*TASK DIRECTIONS*
An exact copy of every entry is needed, without the pictures.
*****
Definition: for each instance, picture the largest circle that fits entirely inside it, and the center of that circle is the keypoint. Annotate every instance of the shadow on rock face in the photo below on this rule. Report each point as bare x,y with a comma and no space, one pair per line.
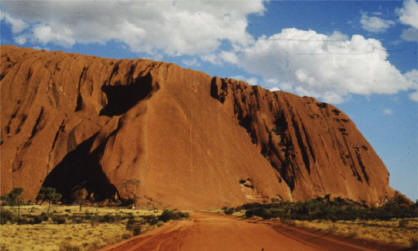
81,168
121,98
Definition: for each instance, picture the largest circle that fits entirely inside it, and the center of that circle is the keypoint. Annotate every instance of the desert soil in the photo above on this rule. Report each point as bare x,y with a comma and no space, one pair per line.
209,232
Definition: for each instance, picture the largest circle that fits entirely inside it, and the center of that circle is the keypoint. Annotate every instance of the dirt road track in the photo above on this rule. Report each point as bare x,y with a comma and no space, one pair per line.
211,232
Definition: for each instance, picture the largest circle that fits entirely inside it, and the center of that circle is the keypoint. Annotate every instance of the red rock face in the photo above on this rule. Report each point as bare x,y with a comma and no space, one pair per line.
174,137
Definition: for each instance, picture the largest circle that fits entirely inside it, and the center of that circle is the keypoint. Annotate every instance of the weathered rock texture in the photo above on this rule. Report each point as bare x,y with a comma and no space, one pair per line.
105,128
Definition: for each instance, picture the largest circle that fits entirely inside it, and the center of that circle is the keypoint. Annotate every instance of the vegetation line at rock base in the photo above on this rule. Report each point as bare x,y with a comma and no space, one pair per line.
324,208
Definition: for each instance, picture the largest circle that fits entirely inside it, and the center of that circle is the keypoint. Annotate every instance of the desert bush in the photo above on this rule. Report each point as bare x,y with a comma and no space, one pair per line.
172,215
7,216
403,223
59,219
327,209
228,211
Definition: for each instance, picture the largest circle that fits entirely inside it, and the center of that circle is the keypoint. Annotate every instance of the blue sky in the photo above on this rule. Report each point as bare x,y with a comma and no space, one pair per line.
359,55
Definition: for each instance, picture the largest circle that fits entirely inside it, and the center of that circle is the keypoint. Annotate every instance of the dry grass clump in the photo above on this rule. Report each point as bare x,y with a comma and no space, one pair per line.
*****
*TASK ANSWER*
Definition: for each instance, picture the largest circle that fits entirely inside it, and the center of that circle is the keypoint. Annotate every instance of the shadow on rock face in the photo below on this rule. Report each point as bare x,y with a comma and no space, one pair per line.
81,168
121,98
Definition: for each instance, picture the largest circle that fits entirely inside it, and the center of that circle is the keypoint. Annotate every instance of the desert soil in the photo above on this rule. Report each point as bare x,y with a comma and no space, one pair per line.
209,232
Definition: for each instance, picture the largest circle that fits entirely inside it, and the center of that circle is the keypoint. Annotate every instance of the dirt road track in the photo above on this rule. Report each point as bare x,y with a comma and no space, one pair per line.
211,232
Definition: for each instance, picture the largest circle that fits entirely inside it, and the center of that circle is the keypoint. Annotate every instance of the red rock face in the photo above on this rule. Report each point as bare x,y with a comma and no space, one pair per line.
174,137
Definition: for each instance, picture the largest circle that fits entirely inside it, and the center of that circle is the keypoint. Annotate every instance of the weathered rock texture in the photo above on this rule. Report each point as bare x,y with a comma and no space, one pair per line.
105,128
Definition: for each instance, picture the largest circle that fits entirely inside it, and the center of that circle is the keypoint. Annotate every instance of the vegetation line at rock base in the photo above on this rule. Report each point as bare x,y with a comma and no space, one pair per line.
324,208
Definition: for each instance, picture the largest circle that fits entirely inside it, and the center of that circle is the keypoint. Annotate every instance of the desert bush in the photo above on this rule. Report each point as bare x,y with a comma and no space, one pair per line.
172,215
7,216
403,223
59,219
327,209
228,211
Definition: for each instance, picture the largest circle that fits entirely inside it, and the center of that circle is the keypoint. Annotate every instance of the blue sky in the photo above on this rule. Report each point as bare x,y with a comma and no space, one pair per line.
359,55
Definition: for each instance, picture the largest circle that fits entirely inside it, and the center of that circle is the keypoint. Annotate every instance of the dry grass clump in the photo above on this rule. Report each point as bare x,y with a comma and no space, one pair per line.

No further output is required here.